▶ **Objective**
How many lines in the records below contain the string "wheel"? Reply with the number alone.

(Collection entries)
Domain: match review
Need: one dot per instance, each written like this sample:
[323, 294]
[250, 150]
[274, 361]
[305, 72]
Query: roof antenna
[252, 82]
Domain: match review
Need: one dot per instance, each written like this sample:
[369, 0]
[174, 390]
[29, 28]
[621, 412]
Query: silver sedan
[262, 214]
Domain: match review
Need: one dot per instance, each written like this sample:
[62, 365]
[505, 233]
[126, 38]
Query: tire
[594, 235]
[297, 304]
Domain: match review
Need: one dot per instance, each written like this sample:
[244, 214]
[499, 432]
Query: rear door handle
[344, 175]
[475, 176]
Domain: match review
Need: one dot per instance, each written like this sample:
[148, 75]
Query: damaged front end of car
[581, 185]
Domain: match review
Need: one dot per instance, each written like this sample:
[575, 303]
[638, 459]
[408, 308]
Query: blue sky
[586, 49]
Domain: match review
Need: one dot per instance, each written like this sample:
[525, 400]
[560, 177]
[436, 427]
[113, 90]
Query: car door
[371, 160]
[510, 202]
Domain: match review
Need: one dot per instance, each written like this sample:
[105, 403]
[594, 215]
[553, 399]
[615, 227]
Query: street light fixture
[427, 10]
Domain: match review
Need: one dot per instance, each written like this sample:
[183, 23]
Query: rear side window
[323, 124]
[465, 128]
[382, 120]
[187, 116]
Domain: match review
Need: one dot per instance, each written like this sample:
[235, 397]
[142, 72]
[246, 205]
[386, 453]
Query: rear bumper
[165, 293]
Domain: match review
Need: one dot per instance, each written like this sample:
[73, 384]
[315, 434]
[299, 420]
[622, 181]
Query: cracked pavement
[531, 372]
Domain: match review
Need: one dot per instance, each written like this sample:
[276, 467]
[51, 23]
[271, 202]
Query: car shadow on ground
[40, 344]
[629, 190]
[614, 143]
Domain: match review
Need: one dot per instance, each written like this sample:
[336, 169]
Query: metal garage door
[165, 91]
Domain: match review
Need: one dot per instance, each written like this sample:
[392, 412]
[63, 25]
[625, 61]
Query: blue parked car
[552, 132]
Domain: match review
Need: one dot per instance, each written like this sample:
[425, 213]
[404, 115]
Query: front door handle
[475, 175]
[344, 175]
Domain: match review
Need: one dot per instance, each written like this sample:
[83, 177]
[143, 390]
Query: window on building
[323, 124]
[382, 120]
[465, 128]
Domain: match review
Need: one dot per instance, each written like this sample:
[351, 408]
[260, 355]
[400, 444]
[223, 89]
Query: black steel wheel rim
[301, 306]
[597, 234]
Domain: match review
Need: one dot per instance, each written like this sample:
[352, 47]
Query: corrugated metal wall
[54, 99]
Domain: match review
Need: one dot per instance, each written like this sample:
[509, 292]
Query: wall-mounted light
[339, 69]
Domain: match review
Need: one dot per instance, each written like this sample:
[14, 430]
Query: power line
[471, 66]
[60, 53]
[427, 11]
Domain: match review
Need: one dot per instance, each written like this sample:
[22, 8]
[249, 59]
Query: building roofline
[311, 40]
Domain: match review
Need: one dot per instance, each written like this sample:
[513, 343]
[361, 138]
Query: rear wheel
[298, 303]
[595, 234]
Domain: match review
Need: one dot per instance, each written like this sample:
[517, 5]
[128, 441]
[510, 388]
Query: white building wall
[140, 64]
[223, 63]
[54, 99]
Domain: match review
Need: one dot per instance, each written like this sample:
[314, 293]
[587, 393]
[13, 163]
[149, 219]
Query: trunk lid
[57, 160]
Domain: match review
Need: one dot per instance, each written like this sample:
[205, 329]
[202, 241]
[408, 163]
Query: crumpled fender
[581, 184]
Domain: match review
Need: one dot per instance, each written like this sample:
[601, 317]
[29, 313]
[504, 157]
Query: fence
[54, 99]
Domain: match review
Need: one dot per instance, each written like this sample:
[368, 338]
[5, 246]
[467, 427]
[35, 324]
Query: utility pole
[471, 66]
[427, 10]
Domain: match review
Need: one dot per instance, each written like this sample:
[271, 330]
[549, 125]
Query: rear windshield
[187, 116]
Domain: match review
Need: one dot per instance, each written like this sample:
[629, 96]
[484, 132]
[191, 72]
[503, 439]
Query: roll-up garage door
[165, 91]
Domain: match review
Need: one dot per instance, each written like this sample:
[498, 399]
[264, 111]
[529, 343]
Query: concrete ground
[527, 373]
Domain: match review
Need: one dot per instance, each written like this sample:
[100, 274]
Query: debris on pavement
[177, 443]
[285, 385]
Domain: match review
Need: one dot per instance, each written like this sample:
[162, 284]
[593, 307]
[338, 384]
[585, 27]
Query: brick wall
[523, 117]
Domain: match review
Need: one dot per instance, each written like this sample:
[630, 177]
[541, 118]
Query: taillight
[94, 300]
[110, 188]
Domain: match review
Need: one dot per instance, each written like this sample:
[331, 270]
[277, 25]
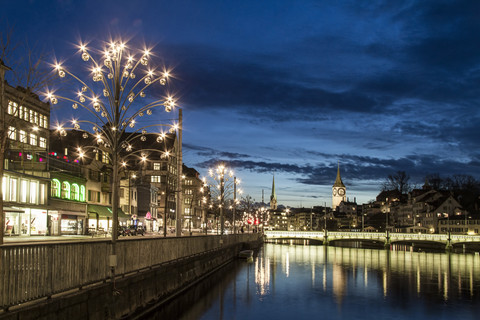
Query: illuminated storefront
[101, 217]
[24, 205]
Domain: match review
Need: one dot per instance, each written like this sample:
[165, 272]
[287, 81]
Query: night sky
[291, 88]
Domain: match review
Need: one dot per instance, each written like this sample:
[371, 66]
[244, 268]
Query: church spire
[338, 180]
[273, 197]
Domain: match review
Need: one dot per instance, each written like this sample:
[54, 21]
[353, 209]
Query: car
[124, 231]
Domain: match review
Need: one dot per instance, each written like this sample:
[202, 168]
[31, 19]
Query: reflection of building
[25, 178]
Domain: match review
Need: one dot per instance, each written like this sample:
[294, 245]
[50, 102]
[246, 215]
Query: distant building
[273, 196]
[339, 191]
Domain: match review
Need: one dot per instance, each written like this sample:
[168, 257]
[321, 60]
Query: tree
[397, 181]
[22, 65]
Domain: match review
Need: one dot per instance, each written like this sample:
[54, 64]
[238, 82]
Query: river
[307, 281]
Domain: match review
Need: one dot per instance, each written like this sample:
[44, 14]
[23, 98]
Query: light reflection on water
[302, 282]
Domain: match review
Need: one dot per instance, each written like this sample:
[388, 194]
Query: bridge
[386, 237]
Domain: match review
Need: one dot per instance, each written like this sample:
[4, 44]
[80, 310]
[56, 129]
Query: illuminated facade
[25, 179]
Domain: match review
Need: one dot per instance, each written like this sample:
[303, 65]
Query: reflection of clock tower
[338, 191]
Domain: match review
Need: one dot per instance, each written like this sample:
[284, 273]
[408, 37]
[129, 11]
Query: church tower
[338, 191]
[273, 197]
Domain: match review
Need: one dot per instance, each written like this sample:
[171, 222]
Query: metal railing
[32, 271]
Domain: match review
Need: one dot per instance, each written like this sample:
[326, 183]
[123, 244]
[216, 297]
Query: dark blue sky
[292, 87]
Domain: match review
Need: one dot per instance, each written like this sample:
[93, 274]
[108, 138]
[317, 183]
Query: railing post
[325, 237]
[448, 247]
[387, 239]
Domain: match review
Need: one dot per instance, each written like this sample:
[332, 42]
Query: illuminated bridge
[386, 237]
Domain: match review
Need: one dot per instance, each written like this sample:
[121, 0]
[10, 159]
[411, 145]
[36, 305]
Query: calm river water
[305, 282]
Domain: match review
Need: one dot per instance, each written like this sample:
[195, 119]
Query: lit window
[82, 193]
[43, 142]
[22, 136]
[4, 187]
[12, 133]
[33, 139]
[12, 108]
[155, 179]
[13, 190]
[33, 191]
[23, 191]
[55, 188]
[25, 114]
[75, 192]
[65, 190]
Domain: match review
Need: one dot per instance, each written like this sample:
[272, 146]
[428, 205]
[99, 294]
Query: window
[13, 190]
[22, 136]
[75, 192]
[55, 192]
[33, 139]
[65, 190]
[25, 114]
[45, 122]
[105, 157]
[23, 191]
[41, 195]
[43, 142]
[12, 108]
[33, 191]
[12, 133]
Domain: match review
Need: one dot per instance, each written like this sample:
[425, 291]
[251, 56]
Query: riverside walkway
[386, 237]
[42, 270]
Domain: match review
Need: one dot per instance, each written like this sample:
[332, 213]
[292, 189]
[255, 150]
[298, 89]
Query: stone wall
[132, 293]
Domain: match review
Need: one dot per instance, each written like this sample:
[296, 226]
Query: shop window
[65, 190]
[43, 142]
[12, 133]
[23, 190]
[75, 192]
[13, 190]
[12, 108]
[22, 136]
[33, 191]
[155, 179]
[33, 139]
[4, 188]
[41, 196]
[55, 188]
[82, 193]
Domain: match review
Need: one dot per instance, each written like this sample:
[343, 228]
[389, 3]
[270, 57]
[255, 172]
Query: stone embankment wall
[131, 293]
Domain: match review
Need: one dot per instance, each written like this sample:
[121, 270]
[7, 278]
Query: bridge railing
[30, 271]
[334, 235]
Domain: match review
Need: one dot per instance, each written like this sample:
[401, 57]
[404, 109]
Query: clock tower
[273, 197]
[338, 191]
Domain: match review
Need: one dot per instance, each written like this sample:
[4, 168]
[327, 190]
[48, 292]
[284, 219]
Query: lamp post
[111, 113]
[222, 185]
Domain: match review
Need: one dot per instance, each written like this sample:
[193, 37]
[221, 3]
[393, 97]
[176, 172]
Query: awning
[95, 210]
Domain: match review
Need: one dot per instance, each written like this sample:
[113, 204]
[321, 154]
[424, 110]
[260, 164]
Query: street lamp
[221, 185]
[112, 108]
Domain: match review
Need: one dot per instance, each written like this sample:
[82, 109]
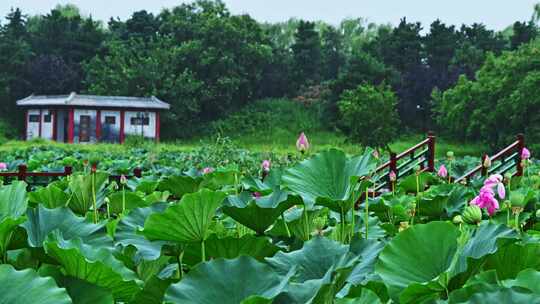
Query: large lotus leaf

▶ **Reply to the task**
2